**読解用本文:**

-- -- --

名護市数久田の流れ弾事件、米軍準機関紙には「沖縄県警の捜査に可能な限り最大限の協力をする」と伝えつつも、実際にはいっさいの捜査協力を拒んだ在日米軍 - キャンプシュワブ・レンジ10の真実
今年6月21日、
名護市数久田で一発の銃弾が窓ガラスを二枚割った。
名護市数久田、キャンプ・シュワブ近くの農業小屋に銃弾、窓ガラス二枚が割れ散乱 - そうして米軍はどう対応するのか - 在沖米軍基地事件簿
そして
翌日の米軍準機関紙『星条旗新聞』は、当日にキャンプシュワブのレンジ10で実弾訓練があったこと、そして名護市での流れ弾事件に関する米海兵隊の声明として、こう伝えている。
Okinawa police investigate stray bullet near Marine Corps range - Stars and Stripes
June 22, 2018
In response, U.S. officials closed Range 10 until further notice “as a precaution,” a Marine statement said.
“We value the safety of the local community in which we live and take this matter very seriously,” the Marines said in the statement. “We are working with our counterparts at the Okinawa Prefectural Police to the greatest extent possible in support of the investigation.”
「我々は、我々が住む地域の安全の確保に高い価値をおき、今回のことを非常に重大だと考えている」と、海兵隊は声明の中で伝えた。「我々は、捜査の支援について、可能な限り最大限の範囲で沖縄県警と我々側とで協力していく。」
ところが、である。
事件から四か月たっても、「可能な限り最大限の範囲の協力」どころか、
米軍は捜査にまったく協力しない。
6月28日から、米海兵隊憲兵司令官宛に銃弾と同じ種類の銃弾の現物を求めても、この四か月間、海兵隊からはなんの音沙汰もなし。
琉球朝日放送 報道制作部 Qプラス » 名護市数久田の“流れ弾” 警察「銃弾」と断定
警察によりますと、流れ弾とみられるものは鑑定の結果、重火器から発射された際につく螺旋状の痕「線条痕」がついていることが確認できたことから、「重火器から発射された銃弾である」と発表しました。
警察は28日午後、在沖米海兵隊憲兵司令官宛に鑑定を行った銃弾と同じ種類の銃弾の現物や資料を要求していて、アメリカ軍の銃弾かどうか特定を急いでいます。
そして、四か月たった10月19日、米軍由来の銃弾であることを特定できないまま、捜査状況も伝えられないまま、被害者は自費で修理した。

-- -- --

**データエントリ:**
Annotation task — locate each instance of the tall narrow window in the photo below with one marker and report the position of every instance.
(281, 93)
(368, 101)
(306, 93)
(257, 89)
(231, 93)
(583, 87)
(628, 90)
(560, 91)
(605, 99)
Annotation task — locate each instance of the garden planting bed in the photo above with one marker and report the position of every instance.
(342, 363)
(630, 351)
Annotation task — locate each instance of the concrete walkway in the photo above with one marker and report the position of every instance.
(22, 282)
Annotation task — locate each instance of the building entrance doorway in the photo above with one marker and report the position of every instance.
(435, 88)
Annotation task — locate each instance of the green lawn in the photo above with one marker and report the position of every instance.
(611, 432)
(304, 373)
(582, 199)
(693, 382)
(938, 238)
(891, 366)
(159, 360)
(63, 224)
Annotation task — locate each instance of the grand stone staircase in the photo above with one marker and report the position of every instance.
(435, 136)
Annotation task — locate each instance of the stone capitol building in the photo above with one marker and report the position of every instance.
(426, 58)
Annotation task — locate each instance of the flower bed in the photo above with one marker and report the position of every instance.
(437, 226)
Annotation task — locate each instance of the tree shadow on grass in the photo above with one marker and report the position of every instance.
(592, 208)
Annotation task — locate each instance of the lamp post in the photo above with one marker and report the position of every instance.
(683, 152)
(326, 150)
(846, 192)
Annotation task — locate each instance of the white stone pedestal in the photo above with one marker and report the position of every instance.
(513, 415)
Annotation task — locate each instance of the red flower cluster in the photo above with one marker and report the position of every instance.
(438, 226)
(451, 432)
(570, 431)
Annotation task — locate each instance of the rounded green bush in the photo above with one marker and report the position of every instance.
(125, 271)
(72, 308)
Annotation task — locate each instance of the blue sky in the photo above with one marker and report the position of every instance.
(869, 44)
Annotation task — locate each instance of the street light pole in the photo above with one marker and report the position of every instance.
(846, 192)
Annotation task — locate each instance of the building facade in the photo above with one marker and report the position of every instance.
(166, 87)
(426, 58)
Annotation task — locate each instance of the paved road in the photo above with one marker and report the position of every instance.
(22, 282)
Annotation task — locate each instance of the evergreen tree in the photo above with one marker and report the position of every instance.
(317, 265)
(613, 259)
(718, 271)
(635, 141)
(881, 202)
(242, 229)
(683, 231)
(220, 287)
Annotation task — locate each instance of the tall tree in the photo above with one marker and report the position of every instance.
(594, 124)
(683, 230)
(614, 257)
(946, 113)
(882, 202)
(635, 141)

-- -- --

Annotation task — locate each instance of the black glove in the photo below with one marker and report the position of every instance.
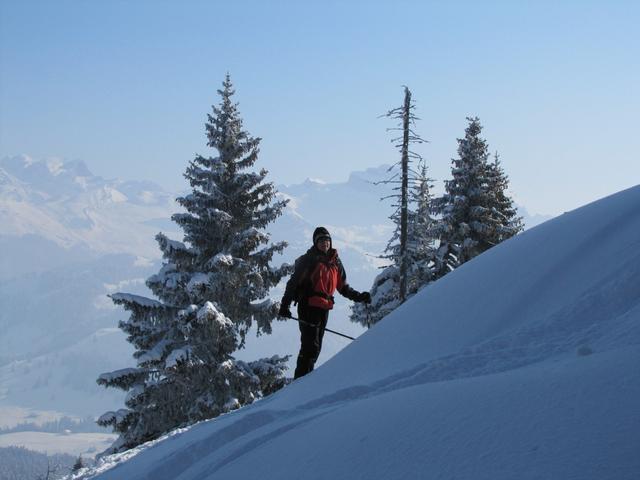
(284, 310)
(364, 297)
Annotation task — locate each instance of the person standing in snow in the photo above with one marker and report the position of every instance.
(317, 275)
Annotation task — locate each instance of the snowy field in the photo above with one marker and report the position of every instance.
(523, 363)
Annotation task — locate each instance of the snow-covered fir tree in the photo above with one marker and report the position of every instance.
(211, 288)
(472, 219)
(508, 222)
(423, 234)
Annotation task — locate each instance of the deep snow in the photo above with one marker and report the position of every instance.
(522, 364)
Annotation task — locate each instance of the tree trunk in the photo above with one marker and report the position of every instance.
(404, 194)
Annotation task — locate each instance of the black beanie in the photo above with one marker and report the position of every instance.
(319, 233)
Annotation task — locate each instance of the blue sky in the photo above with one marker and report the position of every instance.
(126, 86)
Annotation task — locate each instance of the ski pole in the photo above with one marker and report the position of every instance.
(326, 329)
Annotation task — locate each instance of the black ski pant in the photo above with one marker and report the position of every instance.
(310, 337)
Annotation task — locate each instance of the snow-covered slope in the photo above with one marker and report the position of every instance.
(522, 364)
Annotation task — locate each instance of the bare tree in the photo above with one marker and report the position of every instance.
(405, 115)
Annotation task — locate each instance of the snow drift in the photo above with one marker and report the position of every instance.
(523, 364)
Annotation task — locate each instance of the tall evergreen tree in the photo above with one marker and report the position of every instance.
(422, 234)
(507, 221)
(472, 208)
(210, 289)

-- -- --

**課題:**
名護市の流れ弾事件についての本文から、「名護市数久田、キャンプ・シュワブ近くの農業小屋に銃弾、窓ガラス二枚が割れ散乱 - そうして米軍はどう対応するのか」から「米軍は捜査にまったく協力しない。」までをすべて一字一句変えずに書き写してもらえますか？

**練習問題の解答:**
名護市数久田、キャンプ・シュワブ近くの農業小屋に銃弾、窓ガラス二枚が割れ散乱 - そうして米軍はどう対応するのか - 在沖米軍基地事件簿
そして
翌日の米軍準機関紙『星条旗新聞』は、当日にキャンプシュワブのレンジ10で実弾訓練があったこと、そして名護市での流れ弾事件に関する米海兵隊の声明として、こう伝えている。
Okinawa police investigate stray bullet near Marine Corps range - Stars and Stripes
June 22, 2018
In response, U.S. officials closed Range 10 until further notice “as a precaution,” a Marine statement said.
“We value the safety of the local community in which we live and take this matter very seriously,” the Marines said in the statement. “We are working with our counterparts at the Okinawa Prefectural Police to the greatest extent possible in support of the investigation.”
「我々は、我々が住む地域の安全の確保に高い価値をおき、今回のことを非常に重大だと考えている」と、海兵隊は声明の中で伝えた。「我々は、捜査の支援について、可能な限り最大限の範囲で沖縄県警と我々側とで協力していく。」
ところが、である。
事件から四か月たっても、「可能な限り最大限の範囲の協力」どころか、
米軍は捜査にまったく協力しない。